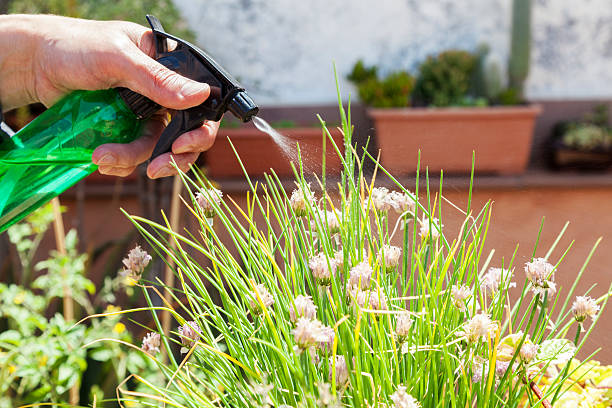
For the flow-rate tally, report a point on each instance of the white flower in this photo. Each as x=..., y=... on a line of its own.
x=391, y=256
x=480, y=327
x=403, y=323
x=352, y=291
x=341, y=371
x=401, y=399
x=327, y=339
x=540, y=273
x=490, y=282
x=583, y=307
x=135, y=263
x=299, y=198
x=401, y=202
x=189, y=334
x=528, y=351
x=501, y=367
x=360, y=275
x=151, y=343
x=380, y=199
x=207, y=199
x=477, y=371
x=302, y=306
x=339, y=259
x=378, y=300
x=361, y=297
x=424, y=230
x=308, y=333
x=266, y=299
x=321, y=270
x=459, y=295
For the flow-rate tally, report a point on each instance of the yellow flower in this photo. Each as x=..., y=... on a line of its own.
x=19, y=298
x=112, y=309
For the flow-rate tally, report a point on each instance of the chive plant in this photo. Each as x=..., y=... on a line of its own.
x=333, y=301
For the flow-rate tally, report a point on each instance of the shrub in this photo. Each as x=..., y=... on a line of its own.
x=445, y=79
x=391, y=91
x=43, y=355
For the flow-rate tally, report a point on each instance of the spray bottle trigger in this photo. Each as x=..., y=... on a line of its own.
x=175, y=128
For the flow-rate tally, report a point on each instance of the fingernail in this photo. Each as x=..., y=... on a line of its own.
....
From the line that contains "of the chive" through the last line of the records above, copy every line exactly and leave out the rest.

--- ANSWER ---
For the flow-rate tally, report a point on each instance of the chive plant in this photo. Each as x=..., y=... on a line of its own.
x=333, y=301
For the flow-rate tally, report a point on each instance of the shrub in this photo. Each as x=..., y=... on a line of its own.
x=445, y=79
x=391, y=91
x=43, y=355
For the flow-rate tally, report a point on each instance of the spray bottle trigger in this photo. Each as x=..., y=... on a line of its own.
x=175, y=128
For the flow-rate tally, report a point on each instance of the fingernail in this photo. Each as x=..., y=... on a line of its own.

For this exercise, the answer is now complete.